Présenté comme "film mineur" mais vrai film de commande, Restless se coule pourtant parfaitement dans l'œuvre du cinéaste de Portland. On peut dire de Gus van Sant qu'il travaille comme un artiste-peintre, artiste prenant ici le sens d'artisan, celui qui fabrique avec ses mains et décide de la forme à donner à ce qu'il construit en fonction de sa finalité. C'est vrai pour Paranoid park dont la destructuration narrative donnait une lecture sensitive au récit. C'est également le cas pour Harvey Milk dont la linéarité s'imposait par le sujet.

Dans Restless, Gus van Sant s'en tient à la simplicité de l'histoire d'amour singulière qu'il nous raconte le plus simplement du monde en accompagnant ses héros avec ce qu'il faut de proximité, de distance et de pudeur. Il faut saluer ici l'humilité d'un cinéaste immense qui s'efface derrière la caméra sans faire les pieds aux murs. Si ses héros jouent avec la mort pour mieux se jouer d'elle (l'accepter, la vivre, la combattre), le réalisateur les filme avec une absolue sincérité et une infinie délicatesse. Trio intime entre Mia Wasikowska, Henry Hopper et Gus van Sant, Restless est aussi une lutte à trois pour profiter de la vie, apprendre, découvrir, s'amuser, aimer.

- **MATÉRIEL FOURNI**:
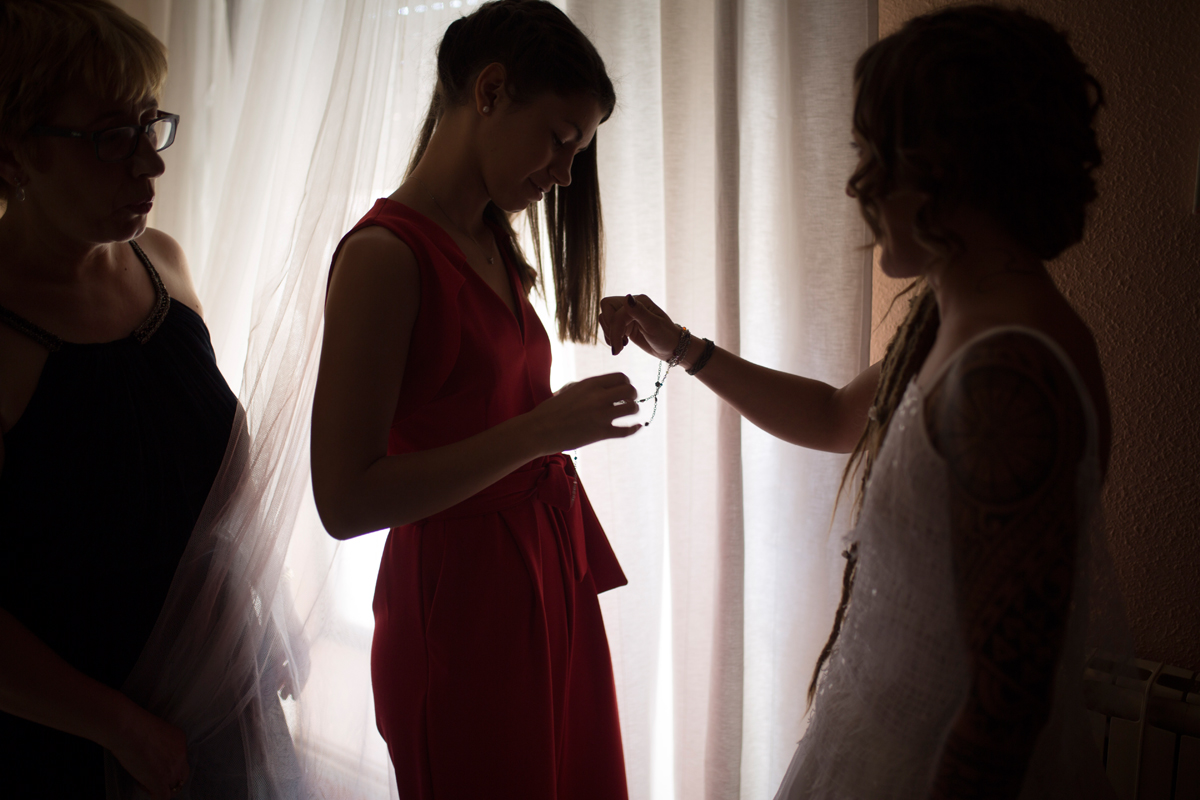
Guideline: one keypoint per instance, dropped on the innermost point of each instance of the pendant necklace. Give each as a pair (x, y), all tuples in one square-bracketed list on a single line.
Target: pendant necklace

- **CONSIGNE 1**: D'après la critique de Restless, quels acteurs forment avec Gus van Sant le trio intime du film ?
- **CONSIGNE 2**: Poursuivez la critique de Restless après sa dernière phrase.
Les lignes n'ont aucun rôle à jouer dans cet exercice.

- **CORRIGÉ 1**: Mia Wasikowska et Henry Hopper.

- **CORRIGÉ 2**:
D'une profonde douceur, baigné des ors de l'automne de Portland et des cheveux de ses héros, Restless refuse tout pathos parce que ses personnages n'en veulent pas. S'ils parlent de la mort c'est pour en détourner la teneur, la contourner, en faire une compagne. Et si le fantôme d'un pilote japonais pointe son nez, ça ne pose pas davantage de problème.

Alors dire que Restless est un film mineur serait insulter un réalisateur qui se fout de savoir si Paranoid park est meilleur qu'Elephant ou My own private Idaho, puisque chacun de ses films s'inscrit dans l'instant de sa création avec une évidence et une justesse que peu de réalisateurs maîtrisent.

Profond et délicat, porté par de jeunes acteurs merveilleux, Restless est un beau film. Et c'est tout.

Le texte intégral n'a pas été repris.